Il était dans mes bras, j’étais assise au sol, les jambes en tailleur, ca faisait comme une coque, j’étais large, largement tangente, et je tanguais, d’une fesse à l’autre me balancer, et lui l’enfant, épousant les formes de mes membres, m’a dit : « Maman tu es une pieuvre ».
Il y a 8 ans, c’était aujourd’hui, et aujourd’hui, je te raconte, tu es là dans ton lit, tu te recouvres de ta couette, tu caches ton sourire, tu caches tes joues, tu caches tes yeux, mais je sais ton émotion, je sais la percevoir avant même qu’elle n’effleure ton visage, et je te raconte, je continue, malgré l’invisible de tes yeux, joues, bouches, je crois même que tu pourrais pleurer tellement ton émotion est vive, ça arrache, ca m’arrache aussi, des mots que je ne dis pas souvent, des mots qui me brûlent les lèvres tellement l’amour est fort, tellement cet amour-là traîne derrière lui une peur terrassante, qui me prend parfois, au sortir du lit, au détour d’une ruelle, à la pensée d’une éventuelle.

__Enregistrements fournis__
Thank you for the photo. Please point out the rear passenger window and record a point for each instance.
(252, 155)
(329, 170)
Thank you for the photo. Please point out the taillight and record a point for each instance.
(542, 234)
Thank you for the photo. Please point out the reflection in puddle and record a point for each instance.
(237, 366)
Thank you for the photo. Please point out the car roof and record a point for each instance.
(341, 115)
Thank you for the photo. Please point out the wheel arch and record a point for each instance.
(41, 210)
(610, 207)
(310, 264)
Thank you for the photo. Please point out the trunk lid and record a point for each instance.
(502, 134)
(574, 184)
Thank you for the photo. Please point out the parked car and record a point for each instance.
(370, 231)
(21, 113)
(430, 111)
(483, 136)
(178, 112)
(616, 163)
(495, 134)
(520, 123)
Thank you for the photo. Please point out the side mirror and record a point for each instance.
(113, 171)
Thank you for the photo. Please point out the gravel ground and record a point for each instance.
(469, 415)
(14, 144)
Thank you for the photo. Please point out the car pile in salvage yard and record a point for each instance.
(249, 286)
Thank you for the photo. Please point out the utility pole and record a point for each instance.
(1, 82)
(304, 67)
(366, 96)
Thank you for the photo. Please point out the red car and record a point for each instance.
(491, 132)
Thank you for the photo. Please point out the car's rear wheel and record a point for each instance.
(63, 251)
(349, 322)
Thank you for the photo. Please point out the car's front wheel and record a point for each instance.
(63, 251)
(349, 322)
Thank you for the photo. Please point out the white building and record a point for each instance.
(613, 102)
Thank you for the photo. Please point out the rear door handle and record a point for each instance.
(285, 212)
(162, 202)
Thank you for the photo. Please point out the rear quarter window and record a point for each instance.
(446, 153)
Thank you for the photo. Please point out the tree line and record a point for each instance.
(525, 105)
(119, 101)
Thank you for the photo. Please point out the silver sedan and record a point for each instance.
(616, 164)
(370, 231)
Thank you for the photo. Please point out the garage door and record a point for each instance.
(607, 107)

__Exercices proposés__
1 – Pourriez-vous recopier mot pour mot le texte où l'enfant dit à sa mère qu'elle est une pieuvre ?
2 – Pouvez-vous modifier les enregistrements en y remplaçant « silver sedan » par « gray sedan » sans rien changer d'autre ? Commencez à la ligne qui contient « Thank you for the photo. Please point out the wheel », continuez jusqu'à la fin des enregistrements et ne redonnez que ces lignes.

__Résultats obtenus__
1 –
Il était dans mes bras, j’étais assise au sol, les jambes en tailleur, ca faisait comme une coque, j’étais large, largement tangente, et je tanguais, d’une fesse à l’autre me balancer, et lui l’enfant, épousant les formes de mes membres, m’a dit : « Maman tu es une pieuvre ».
Il y a 8 ans, c’était aujourd’hui, et aujourd’hui, je te raconte, tu es là dans ton lit, tu te recouvres de ta couette, tu caches ton sourire, tu caches tes joues, tu caches tes yeux, mais je sais ton émotion, je sais la percevoir avant même qu’elle n’effleure ton visage, et je te raconte, je continue, malgré l’invisible de tes yeux, joues, bouches, je crois même que tu pourrais pleurer tellement ton émotion est vive, ça arrache, ca m’arrache aussi, des mots que je ne dis pas souvent, des mots qui me brûlent les lèvres tellement l’amour est fort, tellement cet amour-là traîne derrière lui une peur terrassante, qui me prend parfois, au sortir du lit, au détour d’une ruelle, à la pensée d’une éventuelle.

2 –
Thank you for the photo. Please point out the wheel arch and record a point for each instance.
(41, 210)
(610, 207)
(310, 264)
Thank you for the photo. Please point out the trunk lid and record a point for each instance.
(502, 134)
(574, 184)
Thank you for the photo. Please point out the parked car and record a point for each instance.
(370, 231)
(21, 113)
(430, 111)
(483, 136)
(178, 112)
(616, 163)
(495, 134)
(520, 123)
Thank you for the photo. Please point out the side mirror and record a point for each instance.
(113, 171)
Thank you for the photo. Please point out the gravel ground and record a point for each instance.
(469, 415)
(14, 144)
Thank you for the photo. Please point out the car pile in salvage yard and record a point for each instance.
(249, 286)
Thank you for the photo. Please point out the utility pole and record a point for each instance.
(1, 82)
(304, 67)
(366, 96)
Thank you for the photo. Please point out the red car and record a point for each instance.
(491, 132)
Thank you for the photo. Please point out the car's rear wheel and record a point for each instance.
(63, 251)
(349, 322)
Thank you for the photo. Please point out the car's front wheel and record a point for each instance.
(63, 251)
(349, 322)
Thank you for the photo. Please point out the white building and record a point for each instance.
(613, 102)
Thank you for the photo. Please point out the rear door handle and record a point for each instance.
(285, 212)
(162, 202)
Thank you for the photo. Please point out the rear quarter window and record a point for each instance.
(446, 153)
Thank you for the photo. Please point out the tree line and record a point for each instance.
(525, 105)
(119, 101)
Thank you for the photo. Please point out the gray sedan and record a point for each instance.
(616, 164)
(370, 231)
Thank you for the photo. Please point out the garage door and record a point for each instance.
(607, 107)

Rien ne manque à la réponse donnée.